*** Begin section ***

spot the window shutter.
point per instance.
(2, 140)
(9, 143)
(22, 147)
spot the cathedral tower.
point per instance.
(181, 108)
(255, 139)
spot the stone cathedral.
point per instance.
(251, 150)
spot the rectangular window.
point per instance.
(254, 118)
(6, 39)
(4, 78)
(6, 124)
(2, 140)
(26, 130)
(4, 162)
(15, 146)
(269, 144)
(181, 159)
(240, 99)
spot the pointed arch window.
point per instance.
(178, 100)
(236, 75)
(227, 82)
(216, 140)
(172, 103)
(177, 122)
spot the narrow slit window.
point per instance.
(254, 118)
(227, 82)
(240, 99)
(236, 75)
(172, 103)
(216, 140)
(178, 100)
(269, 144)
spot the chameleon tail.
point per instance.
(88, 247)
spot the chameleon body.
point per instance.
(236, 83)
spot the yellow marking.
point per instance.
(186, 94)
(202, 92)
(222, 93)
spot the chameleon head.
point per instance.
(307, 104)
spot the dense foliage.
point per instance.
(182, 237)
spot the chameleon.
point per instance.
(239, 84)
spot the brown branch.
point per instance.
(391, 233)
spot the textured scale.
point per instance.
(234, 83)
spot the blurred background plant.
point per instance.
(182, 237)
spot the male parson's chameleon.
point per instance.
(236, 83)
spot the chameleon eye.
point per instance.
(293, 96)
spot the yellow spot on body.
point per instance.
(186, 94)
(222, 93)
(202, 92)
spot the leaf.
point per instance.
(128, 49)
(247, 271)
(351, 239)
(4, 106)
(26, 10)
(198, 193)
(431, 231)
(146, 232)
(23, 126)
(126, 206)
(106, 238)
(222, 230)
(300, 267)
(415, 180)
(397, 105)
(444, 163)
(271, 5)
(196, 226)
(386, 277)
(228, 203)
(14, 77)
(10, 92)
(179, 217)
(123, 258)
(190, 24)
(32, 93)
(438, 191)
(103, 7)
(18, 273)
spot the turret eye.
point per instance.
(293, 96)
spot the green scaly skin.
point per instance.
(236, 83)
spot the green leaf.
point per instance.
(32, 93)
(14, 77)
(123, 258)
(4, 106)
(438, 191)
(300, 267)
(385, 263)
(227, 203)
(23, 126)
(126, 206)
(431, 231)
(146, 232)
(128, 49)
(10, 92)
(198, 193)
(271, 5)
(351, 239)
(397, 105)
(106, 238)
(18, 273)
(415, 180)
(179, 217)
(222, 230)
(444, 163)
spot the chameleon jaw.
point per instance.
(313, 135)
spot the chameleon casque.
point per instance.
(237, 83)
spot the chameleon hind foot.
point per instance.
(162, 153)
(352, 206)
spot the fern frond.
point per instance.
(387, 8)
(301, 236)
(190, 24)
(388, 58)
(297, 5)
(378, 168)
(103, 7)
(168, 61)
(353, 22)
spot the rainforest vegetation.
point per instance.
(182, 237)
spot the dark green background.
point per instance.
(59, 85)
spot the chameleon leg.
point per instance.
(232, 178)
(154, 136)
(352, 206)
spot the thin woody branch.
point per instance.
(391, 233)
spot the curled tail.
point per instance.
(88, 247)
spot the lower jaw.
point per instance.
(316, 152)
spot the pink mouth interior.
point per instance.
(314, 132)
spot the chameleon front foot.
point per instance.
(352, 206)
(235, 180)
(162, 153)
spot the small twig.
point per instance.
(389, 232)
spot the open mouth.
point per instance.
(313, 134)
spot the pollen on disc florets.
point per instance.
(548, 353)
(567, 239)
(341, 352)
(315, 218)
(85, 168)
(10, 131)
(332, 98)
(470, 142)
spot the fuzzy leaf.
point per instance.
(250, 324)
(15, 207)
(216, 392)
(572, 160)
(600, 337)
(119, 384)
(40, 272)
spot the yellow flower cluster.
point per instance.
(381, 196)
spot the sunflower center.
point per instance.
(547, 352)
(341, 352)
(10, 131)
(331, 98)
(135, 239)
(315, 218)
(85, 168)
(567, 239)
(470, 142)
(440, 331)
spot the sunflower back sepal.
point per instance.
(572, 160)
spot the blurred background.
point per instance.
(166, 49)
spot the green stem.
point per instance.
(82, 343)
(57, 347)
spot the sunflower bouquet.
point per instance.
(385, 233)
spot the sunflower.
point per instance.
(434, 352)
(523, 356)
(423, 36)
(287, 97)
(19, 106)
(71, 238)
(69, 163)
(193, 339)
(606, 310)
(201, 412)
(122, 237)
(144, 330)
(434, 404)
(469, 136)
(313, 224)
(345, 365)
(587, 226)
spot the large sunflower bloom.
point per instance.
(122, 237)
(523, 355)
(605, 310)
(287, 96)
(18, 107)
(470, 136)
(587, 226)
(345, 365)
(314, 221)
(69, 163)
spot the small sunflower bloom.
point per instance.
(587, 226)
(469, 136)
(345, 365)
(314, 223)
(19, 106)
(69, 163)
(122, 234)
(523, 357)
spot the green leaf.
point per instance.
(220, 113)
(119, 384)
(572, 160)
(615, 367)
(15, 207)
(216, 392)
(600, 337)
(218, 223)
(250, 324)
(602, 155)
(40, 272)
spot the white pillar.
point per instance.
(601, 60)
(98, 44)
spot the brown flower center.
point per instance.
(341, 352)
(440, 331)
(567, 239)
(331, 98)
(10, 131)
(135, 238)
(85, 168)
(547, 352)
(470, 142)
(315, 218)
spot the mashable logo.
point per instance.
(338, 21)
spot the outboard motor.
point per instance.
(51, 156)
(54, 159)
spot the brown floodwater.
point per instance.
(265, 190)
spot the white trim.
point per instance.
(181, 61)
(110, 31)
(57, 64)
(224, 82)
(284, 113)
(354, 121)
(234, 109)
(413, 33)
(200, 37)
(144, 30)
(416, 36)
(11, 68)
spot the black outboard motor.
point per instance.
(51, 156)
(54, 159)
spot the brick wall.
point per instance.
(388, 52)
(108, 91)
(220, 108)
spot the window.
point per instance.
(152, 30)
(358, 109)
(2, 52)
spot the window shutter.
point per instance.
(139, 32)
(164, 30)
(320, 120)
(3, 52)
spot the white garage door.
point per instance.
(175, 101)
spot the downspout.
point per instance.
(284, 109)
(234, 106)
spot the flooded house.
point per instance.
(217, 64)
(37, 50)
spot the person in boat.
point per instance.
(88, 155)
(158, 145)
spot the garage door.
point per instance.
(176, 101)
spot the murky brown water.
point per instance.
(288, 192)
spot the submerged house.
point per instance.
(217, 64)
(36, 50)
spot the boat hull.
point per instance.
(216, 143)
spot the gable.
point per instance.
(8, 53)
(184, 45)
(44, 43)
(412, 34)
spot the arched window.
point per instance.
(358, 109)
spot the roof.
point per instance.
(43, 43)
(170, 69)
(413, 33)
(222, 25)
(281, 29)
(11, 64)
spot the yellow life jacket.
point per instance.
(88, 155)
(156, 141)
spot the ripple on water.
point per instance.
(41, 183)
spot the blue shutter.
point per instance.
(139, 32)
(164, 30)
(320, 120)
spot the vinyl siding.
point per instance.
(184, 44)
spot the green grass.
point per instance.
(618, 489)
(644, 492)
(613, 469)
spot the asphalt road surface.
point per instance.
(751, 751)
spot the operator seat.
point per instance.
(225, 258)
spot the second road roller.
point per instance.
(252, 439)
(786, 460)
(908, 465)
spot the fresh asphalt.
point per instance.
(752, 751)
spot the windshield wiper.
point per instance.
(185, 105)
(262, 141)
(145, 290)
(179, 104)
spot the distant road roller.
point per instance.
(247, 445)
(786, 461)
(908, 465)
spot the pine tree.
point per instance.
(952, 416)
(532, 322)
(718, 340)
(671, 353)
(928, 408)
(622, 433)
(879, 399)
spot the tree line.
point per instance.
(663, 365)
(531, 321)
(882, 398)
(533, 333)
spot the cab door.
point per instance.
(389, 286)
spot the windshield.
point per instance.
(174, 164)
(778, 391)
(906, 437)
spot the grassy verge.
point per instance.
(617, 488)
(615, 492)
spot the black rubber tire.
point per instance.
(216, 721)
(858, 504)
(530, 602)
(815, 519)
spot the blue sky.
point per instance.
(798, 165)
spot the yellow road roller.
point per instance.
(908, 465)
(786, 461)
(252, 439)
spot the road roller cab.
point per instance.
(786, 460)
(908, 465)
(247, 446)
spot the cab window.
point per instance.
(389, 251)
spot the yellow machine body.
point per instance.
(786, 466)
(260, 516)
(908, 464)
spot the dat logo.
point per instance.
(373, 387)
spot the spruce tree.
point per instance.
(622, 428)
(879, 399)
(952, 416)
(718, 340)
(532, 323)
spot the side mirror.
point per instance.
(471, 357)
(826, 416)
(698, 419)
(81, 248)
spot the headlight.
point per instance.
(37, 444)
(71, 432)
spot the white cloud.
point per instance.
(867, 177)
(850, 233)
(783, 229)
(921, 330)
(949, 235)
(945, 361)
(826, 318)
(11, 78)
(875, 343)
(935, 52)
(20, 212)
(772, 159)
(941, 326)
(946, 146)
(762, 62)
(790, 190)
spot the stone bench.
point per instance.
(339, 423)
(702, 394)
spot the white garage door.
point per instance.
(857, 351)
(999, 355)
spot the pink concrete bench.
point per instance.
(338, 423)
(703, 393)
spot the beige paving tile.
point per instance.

*** End section ***

■ Task prompt ■
Quote exactly the first line of the data and every line after it through the one holding "spot the pointed arch window.".

■ Completed task ■
spot the window shutter.
point per instance.
(2, 140)
(9, 143)
(22, 147)
spot the cathedral tower.
point per instance.
(181, 108)
(255, 139)
spot the stone cathedral.
point per instance.
(251, 150)
spot the rectangular window.
point per instance.
(254, 118)
(6, 39)
(4, 78)
(6, 124)
(2, 140)
(26, 130)
(4, 162)
(15, 146)
(269, 144)
(181, 159)
(240, 99)
spot the pointed arch window.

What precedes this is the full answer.